Exercise task.
Add 147 to every coordinate in the answers, from the line of the material that contains "for green wall" down to and including the line that contains "left=0, top=44, right=289, bottom=430". Write out every line in that span, with the unchanged lines copied as they stand.
-- START OF Exercise input --
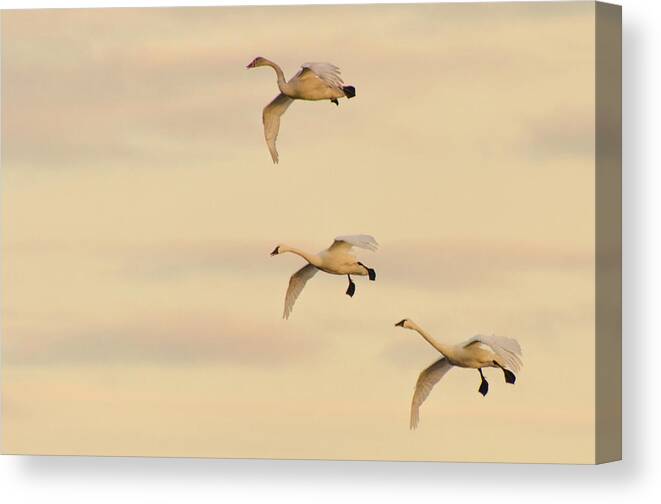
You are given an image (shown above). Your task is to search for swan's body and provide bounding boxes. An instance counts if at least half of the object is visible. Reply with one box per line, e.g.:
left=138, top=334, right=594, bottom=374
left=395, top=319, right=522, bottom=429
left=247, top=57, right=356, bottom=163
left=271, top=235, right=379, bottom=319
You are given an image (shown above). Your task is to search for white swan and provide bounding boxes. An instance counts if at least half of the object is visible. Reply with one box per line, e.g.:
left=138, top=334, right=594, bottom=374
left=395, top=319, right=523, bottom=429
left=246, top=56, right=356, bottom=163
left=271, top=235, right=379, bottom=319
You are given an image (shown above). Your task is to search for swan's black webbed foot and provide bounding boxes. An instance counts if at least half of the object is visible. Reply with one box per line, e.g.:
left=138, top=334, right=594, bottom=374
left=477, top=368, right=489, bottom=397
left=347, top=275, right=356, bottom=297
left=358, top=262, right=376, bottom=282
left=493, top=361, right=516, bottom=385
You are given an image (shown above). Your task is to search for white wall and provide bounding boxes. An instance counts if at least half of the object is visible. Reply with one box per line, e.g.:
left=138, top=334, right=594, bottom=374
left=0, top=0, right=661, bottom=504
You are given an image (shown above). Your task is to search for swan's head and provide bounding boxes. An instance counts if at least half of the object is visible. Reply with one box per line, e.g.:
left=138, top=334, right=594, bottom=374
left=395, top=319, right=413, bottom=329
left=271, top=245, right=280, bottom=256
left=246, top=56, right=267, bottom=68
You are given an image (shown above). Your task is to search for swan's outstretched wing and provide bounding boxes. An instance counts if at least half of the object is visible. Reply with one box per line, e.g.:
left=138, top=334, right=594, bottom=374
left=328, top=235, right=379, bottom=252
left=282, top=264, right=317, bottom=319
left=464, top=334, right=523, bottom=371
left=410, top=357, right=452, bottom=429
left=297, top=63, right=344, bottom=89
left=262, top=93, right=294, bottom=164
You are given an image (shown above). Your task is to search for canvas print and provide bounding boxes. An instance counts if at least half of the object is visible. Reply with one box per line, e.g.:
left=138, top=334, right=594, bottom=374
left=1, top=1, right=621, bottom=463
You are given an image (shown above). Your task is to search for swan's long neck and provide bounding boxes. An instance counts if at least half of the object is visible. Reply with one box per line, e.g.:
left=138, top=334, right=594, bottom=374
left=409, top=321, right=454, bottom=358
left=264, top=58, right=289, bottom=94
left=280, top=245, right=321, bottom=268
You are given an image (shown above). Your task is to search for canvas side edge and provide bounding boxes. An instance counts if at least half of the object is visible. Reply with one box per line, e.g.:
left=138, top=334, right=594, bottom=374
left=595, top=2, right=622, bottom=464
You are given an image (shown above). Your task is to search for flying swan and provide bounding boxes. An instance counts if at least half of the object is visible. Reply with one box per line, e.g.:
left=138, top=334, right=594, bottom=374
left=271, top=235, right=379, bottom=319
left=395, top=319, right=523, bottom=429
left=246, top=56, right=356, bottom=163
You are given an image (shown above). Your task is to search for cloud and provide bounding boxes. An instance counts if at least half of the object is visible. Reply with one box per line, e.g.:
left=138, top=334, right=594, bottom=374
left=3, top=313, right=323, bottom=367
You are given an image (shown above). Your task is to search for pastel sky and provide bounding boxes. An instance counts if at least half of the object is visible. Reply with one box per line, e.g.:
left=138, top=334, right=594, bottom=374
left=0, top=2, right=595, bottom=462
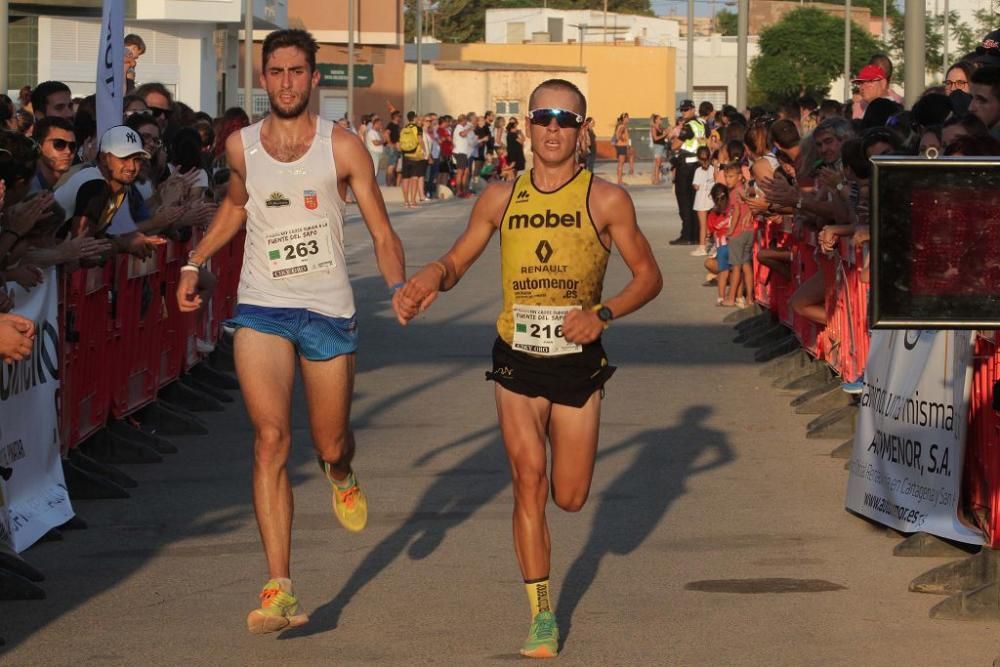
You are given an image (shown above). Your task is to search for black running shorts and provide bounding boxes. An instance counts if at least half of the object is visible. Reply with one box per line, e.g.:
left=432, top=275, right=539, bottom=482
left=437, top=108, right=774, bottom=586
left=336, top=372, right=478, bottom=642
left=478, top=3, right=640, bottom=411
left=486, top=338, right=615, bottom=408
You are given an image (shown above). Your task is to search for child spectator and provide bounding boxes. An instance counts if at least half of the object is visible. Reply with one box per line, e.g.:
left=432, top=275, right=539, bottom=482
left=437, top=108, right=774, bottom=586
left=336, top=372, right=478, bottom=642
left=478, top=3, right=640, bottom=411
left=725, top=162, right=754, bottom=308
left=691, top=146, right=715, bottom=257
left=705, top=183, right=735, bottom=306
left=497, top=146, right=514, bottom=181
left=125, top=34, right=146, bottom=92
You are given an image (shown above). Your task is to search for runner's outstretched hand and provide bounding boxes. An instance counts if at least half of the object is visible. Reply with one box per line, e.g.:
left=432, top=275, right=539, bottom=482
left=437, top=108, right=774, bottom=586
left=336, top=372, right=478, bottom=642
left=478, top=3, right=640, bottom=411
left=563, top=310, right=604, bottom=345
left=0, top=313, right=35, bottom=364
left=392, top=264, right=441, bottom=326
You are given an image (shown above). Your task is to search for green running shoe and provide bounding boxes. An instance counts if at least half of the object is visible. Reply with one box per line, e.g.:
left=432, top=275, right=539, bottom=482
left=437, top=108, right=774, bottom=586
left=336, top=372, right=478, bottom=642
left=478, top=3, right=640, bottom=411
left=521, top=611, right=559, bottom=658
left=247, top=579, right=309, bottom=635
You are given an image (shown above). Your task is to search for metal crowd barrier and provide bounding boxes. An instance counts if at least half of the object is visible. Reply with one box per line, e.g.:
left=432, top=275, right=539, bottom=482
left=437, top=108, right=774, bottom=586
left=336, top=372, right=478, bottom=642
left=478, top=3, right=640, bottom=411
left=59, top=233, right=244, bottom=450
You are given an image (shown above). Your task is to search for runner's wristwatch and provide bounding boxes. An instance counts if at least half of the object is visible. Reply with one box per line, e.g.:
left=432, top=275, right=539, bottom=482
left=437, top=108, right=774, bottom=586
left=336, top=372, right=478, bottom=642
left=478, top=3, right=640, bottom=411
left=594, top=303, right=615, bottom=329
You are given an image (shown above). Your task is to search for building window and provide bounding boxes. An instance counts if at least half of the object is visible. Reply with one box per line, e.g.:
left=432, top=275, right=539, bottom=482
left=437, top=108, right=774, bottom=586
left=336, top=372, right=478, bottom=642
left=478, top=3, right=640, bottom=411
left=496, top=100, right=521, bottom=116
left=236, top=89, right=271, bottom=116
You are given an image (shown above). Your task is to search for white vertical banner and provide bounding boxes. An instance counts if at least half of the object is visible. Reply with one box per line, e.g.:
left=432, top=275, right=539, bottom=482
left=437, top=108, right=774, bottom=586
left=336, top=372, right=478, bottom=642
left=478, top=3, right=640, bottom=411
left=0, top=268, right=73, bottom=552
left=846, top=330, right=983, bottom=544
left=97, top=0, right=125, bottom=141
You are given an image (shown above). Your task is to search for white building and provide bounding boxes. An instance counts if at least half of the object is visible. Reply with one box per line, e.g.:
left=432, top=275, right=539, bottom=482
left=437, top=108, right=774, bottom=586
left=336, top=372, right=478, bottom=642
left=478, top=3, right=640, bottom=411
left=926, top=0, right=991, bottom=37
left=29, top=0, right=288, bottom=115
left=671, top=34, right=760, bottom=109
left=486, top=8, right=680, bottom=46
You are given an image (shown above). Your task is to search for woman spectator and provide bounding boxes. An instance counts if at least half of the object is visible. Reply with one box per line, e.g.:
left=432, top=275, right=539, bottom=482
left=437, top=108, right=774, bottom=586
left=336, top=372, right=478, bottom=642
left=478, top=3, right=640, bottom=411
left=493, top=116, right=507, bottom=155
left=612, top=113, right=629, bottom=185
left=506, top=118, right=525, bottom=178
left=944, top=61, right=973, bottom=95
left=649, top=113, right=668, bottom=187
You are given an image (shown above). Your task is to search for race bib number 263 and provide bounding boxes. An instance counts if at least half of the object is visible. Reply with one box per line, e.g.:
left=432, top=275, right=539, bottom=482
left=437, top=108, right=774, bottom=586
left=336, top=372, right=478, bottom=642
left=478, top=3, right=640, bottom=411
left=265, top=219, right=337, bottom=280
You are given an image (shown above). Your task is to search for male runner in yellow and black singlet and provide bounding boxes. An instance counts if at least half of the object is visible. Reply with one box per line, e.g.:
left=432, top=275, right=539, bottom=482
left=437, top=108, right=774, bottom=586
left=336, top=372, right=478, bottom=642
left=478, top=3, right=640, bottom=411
-- END OF Exercise input --
-- START OF Exercise input --
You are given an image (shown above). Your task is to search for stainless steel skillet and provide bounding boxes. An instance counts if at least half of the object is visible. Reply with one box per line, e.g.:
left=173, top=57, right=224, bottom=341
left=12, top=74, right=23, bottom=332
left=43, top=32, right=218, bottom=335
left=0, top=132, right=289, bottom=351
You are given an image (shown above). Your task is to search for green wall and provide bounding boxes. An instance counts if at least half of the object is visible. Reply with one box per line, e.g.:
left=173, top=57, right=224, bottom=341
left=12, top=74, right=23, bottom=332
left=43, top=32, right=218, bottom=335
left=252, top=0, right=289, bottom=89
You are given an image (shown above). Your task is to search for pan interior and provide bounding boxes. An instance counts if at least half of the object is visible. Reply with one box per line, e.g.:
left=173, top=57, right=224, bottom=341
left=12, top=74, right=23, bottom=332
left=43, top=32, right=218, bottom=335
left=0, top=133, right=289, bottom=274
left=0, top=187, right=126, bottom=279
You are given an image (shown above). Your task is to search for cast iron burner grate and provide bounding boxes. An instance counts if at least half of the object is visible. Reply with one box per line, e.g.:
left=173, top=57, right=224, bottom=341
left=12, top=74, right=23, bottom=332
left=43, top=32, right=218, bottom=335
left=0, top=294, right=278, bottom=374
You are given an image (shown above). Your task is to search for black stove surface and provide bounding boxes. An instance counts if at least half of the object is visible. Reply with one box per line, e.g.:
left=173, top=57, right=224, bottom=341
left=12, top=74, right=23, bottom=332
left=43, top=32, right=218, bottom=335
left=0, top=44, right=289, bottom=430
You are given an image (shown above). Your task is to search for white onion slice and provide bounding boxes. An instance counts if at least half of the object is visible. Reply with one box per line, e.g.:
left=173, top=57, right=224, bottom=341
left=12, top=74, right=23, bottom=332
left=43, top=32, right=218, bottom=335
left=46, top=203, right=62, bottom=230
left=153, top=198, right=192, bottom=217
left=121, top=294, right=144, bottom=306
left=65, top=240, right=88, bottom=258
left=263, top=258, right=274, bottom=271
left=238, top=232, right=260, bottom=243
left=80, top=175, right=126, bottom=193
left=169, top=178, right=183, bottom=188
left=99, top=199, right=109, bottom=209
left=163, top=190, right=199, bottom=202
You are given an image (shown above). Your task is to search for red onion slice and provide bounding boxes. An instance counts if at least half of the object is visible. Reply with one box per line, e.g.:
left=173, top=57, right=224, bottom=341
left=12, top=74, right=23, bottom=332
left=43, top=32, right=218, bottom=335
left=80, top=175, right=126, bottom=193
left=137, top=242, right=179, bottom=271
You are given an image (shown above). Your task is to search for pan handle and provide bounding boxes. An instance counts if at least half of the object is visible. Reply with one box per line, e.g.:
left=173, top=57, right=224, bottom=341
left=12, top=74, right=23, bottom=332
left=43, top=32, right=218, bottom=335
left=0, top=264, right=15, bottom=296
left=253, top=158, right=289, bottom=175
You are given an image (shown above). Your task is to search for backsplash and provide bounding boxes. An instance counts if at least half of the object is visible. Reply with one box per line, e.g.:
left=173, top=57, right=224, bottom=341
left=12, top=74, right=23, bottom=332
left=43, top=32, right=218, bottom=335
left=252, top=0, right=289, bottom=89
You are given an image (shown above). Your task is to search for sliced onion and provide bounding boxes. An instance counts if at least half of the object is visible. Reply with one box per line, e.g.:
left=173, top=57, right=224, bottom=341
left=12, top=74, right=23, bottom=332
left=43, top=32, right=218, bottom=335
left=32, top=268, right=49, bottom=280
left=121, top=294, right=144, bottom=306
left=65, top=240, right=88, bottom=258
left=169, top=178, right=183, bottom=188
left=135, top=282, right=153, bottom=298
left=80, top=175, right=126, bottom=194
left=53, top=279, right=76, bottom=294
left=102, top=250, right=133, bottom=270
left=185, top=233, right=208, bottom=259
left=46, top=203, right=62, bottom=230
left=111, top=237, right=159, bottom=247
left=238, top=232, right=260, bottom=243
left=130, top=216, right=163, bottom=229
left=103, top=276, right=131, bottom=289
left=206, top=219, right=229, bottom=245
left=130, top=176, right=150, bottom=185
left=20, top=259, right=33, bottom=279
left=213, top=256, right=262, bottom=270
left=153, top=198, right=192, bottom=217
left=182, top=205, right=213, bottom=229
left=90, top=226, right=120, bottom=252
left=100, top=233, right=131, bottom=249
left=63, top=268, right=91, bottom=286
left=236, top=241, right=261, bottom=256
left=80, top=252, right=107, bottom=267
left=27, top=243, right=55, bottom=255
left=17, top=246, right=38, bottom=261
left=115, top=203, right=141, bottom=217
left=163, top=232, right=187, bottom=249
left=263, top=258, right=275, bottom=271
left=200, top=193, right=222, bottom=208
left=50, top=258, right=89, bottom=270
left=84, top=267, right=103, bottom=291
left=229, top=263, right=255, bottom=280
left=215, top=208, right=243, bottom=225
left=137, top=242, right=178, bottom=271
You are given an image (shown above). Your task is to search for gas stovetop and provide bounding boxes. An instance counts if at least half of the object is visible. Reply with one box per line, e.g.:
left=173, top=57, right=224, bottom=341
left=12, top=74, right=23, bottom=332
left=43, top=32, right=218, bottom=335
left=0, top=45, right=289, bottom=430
-- END OF Exercise input --
Solution for this task.
You are given an image (shown above). Your task is to search for green wall and provide bounding boxes. An instance counts if at least half of the object is visible. Reply with one box per line, e.g.:
left=173, top=57, right=224, bottom=341
left=12, top=74, right=23, bottom=332
left=43, top=32, right=218, bottom=335
left=399, top=147, right=436, bottom=236
You are given an image (shown above). Your task is to search for pan interior and provide bounding boxes. An instance counts if at least half of the object is visible. Reply with one box per line, e.g.:
left=173, top=57, right=224, bottom=341
left=12, top=74, right=23, bottom=332
left=43, top=32, right=218, bottom=335
left=147, top=280, right=436, bottom=421
left=147, top=334, right=273, bottom=426
You are given an image (shown above). Your task is to search for cast iron burner grate and provide bounding boxes. An instance counts if at least half of the object is visible. Reply with one box per line, e.g.:
left=173, top=57, right=224, bottom=341
left=12, top=74, right=23, bottom=332
left=43, top=32, right=218, bottom=335
left=147, top=441, right=425, bottom=521
You are given an image (shown above). Your task is to search for black stove surface and provide bounding boxes. An instance counts if at least half of the object is visible. Reply with one box per line, e.g.:
left=173, top=57, right=224, bottom=341
left=12, top=74, right=23, bottom=332
left=43, top=32, right=218, bottom=335
left=147, top=191, right=436, bottom=577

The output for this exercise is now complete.